**DIRECTIVE**: Starting at the line that contains "Find the dark", copy each line through the final one exactly as written.

**INPUT FOR THIS TASK**:
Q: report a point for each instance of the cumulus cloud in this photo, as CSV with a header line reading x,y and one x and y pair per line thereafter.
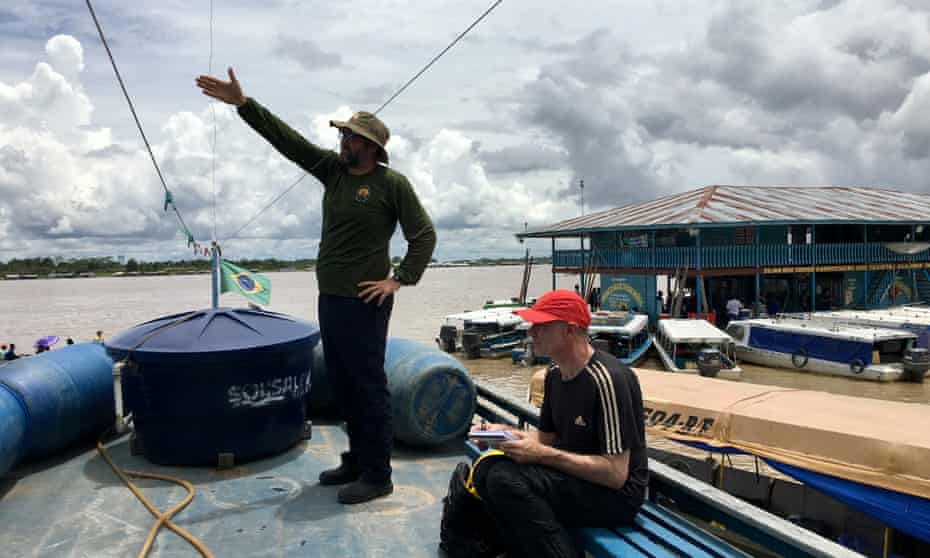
x,y
794,93
75,182
307,53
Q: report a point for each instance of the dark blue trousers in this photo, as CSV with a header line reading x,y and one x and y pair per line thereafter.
x,y
354,338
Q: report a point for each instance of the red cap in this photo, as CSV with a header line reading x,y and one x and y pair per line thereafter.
x,y
558,306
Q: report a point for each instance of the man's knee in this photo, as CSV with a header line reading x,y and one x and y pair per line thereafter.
x,y
501,479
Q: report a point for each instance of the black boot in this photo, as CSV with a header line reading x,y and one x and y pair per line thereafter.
x,y
348,471
362,491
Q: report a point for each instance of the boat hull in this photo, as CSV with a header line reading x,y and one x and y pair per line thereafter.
x,y
733,373
775,359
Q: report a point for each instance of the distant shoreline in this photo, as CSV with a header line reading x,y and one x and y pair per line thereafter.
x,y
24,276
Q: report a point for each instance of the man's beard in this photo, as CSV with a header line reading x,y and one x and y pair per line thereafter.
x,y
349,157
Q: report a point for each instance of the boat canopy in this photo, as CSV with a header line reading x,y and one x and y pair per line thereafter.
x,y
881,318
634,324
692,331
857,333
869,442
501,316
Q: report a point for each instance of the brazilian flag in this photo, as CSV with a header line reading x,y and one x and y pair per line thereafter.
x,y
254,286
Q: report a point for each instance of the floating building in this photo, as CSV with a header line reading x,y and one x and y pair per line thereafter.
x,y
776,249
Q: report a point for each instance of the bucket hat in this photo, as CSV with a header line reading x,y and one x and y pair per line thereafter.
x,y
368,126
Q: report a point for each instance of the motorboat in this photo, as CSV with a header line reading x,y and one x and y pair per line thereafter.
x,y
697,347
837,349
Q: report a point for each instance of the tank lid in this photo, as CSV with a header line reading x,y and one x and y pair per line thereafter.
x,y
213,330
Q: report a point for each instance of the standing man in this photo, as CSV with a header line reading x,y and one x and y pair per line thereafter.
x,y
586,465
733,307
363,202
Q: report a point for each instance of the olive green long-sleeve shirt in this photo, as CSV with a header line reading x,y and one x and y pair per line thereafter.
x,y
360,212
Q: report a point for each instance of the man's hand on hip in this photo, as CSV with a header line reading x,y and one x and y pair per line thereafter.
x,y
380,290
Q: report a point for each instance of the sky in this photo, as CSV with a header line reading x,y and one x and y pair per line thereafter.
x,y
640,99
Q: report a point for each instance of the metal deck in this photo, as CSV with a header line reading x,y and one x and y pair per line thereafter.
x,y
75,506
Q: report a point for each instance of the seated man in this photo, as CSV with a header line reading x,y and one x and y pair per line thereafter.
x,y
586,466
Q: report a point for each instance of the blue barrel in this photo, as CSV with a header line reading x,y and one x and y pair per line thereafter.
x,y
12,428
322,401
52,399
432,395
216,381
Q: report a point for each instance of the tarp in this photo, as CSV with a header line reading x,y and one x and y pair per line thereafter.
x,y
884,444
867,453
811,345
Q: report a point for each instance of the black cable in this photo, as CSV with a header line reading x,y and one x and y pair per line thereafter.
x,y
438,56
132,109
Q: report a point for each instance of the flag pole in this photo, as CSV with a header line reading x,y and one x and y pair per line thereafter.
x,y
215,275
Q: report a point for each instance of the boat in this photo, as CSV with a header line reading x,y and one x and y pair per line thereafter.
x,y
912,318
859,352
696,347
490,332
854,450
622,334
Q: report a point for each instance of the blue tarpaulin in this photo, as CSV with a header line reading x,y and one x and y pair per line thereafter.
x,y
906,513
813,346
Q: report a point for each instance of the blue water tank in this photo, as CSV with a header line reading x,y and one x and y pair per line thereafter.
x,y
216,381
52,399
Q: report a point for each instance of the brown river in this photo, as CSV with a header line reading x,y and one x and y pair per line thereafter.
x,y
77,308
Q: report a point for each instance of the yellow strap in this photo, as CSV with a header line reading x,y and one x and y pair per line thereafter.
x,y
163,519
470,481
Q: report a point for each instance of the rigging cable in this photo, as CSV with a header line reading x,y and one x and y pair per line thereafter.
x,y
213,111
383,105
438,56
168,198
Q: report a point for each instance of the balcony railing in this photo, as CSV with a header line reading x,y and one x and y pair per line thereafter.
x,y
719,257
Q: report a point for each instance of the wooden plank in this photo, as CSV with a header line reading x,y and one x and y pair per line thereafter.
x,y
671,538
604,543
698,536
643,542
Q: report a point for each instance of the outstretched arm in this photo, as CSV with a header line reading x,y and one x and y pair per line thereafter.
x,y
284,138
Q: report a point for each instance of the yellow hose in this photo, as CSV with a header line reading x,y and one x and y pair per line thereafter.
x,y
163,519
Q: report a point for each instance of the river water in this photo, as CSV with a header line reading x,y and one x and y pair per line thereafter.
x,y
77,308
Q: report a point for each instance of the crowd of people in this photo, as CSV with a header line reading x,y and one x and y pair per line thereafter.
x,y
8,351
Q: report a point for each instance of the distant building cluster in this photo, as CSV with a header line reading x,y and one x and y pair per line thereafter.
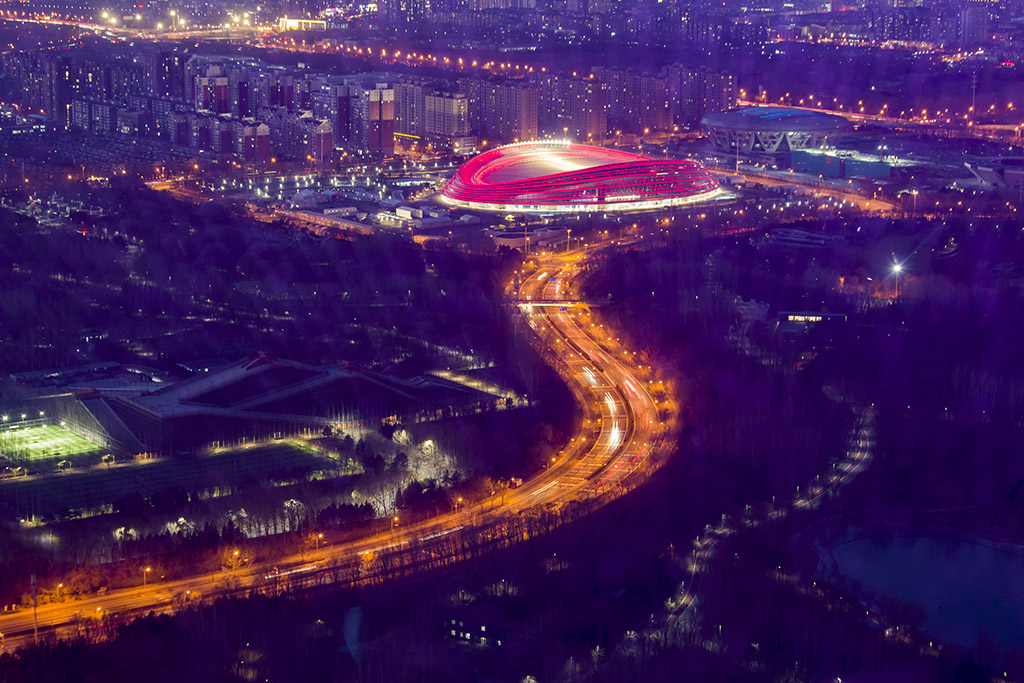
x,y
246,110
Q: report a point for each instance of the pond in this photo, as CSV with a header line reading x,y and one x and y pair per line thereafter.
x,y
970,592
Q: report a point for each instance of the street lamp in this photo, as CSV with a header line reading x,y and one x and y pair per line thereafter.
x,y
897,268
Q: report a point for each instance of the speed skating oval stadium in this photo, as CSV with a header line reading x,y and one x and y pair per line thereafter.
x,y
564,177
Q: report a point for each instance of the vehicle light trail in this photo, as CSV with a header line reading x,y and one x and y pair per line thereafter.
x,y
611,445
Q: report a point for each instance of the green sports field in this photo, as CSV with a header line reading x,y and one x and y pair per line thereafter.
x,y
41,447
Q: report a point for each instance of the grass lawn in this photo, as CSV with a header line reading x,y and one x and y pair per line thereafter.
x,y
235,469
39,449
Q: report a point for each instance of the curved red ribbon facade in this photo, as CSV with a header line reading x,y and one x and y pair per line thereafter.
x,y
517,177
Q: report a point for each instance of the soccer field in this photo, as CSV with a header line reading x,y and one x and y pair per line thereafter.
x,y
33,446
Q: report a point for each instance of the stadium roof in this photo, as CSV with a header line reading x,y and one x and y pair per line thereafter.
x,y
775,119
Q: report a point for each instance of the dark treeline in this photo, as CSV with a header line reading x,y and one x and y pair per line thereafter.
x,y
155,271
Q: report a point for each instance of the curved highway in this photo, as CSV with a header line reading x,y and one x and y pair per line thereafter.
x,y
620,428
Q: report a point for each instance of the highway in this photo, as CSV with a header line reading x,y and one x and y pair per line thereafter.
x,y
619,431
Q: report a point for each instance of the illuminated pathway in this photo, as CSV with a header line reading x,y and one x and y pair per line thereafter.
x,y
621,429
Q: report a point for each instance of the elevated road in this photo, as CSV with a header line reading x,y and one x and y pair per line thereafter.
x,y
620,429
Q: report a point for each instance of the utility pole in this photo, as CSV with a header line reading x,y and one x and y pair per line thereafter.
x,y
974,93
35,617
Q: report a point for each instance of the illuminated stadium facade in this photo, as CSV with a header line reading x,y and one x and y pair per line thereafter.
x,y
565,177
770,130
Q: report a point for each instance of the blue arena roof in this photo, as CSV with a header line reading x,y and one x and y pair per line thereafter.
x,y
774,119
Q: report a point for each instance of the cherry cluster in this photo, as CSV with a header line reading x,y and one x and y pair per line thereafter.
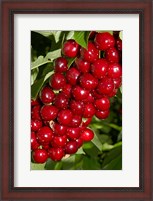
x,y
66,105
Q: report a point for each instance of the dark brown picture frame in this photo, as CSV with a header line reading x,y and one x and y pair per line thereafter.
x,y
11,7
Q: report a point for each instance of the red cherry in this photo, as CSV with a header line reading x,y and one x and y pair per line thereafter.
x,y
57,81
40,155
77,107
99,68
56,154
87,135
61,65
49,112
79,142
70,48
64,117
102,104
105,86
35,113
104,41
89,110
114,70
76,120
91,54
44,135
71,147
82,66
112,55
88,81
66,89
72,75
96,95
61,101
46,95
34,143
35,125
73,133
59,129
102,114
59,141
79,93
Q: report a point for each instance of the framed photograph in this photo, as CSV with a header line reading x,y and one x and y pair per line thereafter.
x,y
76,100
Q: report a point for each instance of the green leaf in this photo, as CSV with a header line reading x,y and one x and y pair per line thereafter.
x,y
69,35
111,32
90,163
69,163
115,164
113,160
34,74
53,165
53,55
37,166
36,87
96,141
81,37
91,149
45,33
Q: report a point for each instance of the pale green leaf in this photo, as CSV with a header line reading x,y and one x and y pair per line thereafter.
x,y
53,55
81,37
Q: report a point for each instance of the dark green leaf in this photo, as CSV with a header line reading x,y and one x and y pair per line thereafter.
x,y
91,149
81,37
35,88
34,74
90,163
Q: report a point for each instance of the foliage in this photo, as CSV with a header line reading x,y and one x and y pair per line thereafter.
x,y
104,152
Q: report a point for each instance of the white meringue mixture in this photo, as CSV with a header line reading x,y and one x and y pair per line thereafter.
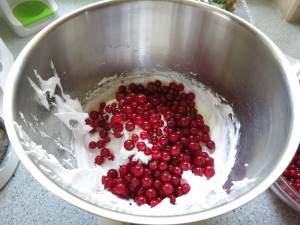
x,y
85,179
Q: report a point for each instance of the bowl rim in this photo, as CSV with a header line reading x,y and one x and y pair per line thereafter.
x,y
291,145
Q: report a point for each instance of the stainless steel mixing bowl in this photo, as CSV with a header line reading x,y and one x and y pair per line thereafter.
x,y
232,57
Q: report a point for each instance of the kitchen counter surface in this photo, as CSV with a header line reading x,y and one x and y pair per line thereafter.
x,y
25,201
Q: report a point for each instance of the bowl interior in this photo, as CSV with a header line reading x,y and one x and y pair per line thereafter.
x,y
206,44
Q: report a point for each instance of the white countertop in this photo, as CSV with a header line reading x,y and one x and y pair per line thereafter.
x,y
25,201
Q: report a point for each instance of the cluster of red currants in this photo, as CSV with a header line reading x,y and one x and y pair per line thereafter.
x,y
165,125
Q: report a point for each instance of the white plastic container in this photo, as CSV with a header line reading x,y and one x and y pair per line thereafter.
x,y
289,9
26,17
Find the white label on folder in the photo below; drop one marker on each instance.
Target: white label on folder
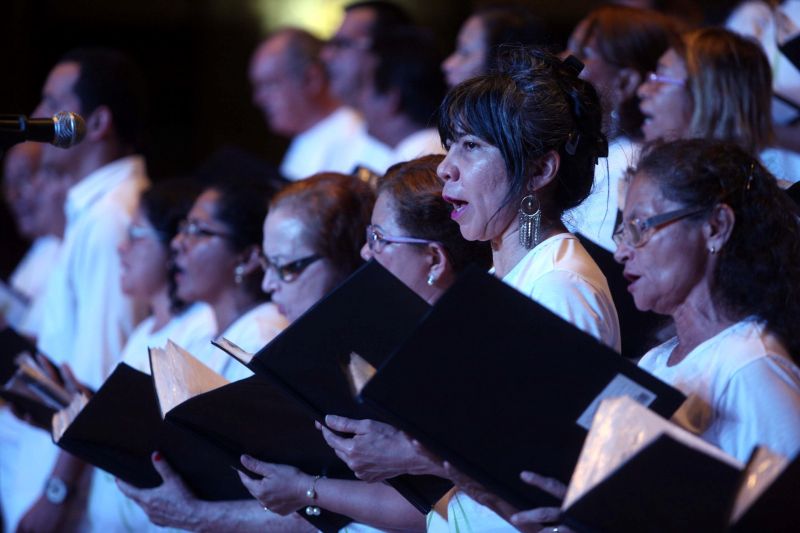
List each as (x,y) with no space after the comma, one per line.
(619,386)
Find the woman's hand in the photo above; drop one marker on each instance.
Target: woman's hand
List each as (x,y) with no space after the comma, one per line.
(170,504)
(376,451)
(43,517)
(530,521)
(282,489)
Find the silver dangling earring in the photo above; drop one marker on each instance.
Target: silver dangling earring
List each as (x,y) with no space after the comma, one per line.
(530,221)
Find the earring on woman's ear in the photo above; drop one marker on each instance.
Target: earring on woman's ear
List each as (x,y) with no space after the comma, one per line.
(530,221)
(238,274)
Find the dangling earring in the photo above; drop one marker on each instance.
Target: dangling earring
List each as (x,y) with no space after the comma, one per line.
(530,221)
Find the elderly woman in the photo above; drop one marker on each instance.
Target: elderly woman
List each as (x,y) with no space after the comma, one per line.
(619,46)
(522,146)
(481,38)
(715,85)
(708,238)
(311,241)
(413,237)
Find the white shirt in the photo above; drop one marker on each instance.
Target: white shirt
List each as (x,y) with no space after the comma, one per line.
(560,275)
(757,20)
(251,332)
(87,318)
(27,283)
(746,388)
(419,143)
(329,145)
(33,270)
(596,215)
(194,323)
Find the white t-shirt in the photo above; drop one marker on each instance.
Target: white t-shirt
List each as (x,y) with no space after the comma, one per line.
(419,143)
(329,145)
(595,217)
(746,388)
(251,332)
(109,509)
(560,275)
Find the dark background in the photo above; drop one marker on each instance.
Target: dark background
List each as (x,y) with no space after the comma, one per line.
(195,55)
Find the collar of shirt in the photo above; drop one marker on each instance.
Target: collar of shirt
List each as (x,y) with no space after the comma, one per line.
(100,182)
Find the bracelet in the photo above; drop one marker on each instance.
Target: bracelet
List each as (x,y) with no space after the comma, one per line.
(313,510)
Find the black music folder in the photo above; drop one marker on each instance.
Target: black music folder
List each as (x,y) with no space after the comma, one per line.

**WRITTEN SOLUTION**:
Find the dark background in the photo above; drop one marker on each instance.
Target: dark background
List each as (x,y) with no space after the comma, one per line.
(195,55)
Find the collar of shirt in the photo above; drop one marker on each instance.
Target: collar of shirt
List each as (x,y) with no space after the comma, one per line.
(100,182)
Find the bracelet in the photo above; drop one marker on each instance.
Target: bracelet
List each as (x,y) with no space after the comma, one per line.
(313,510)
Find the black music folder in the photo above; drop one marker on each instance.
Target: black music folder
List each as (x,y) with no space after the comma, one per line.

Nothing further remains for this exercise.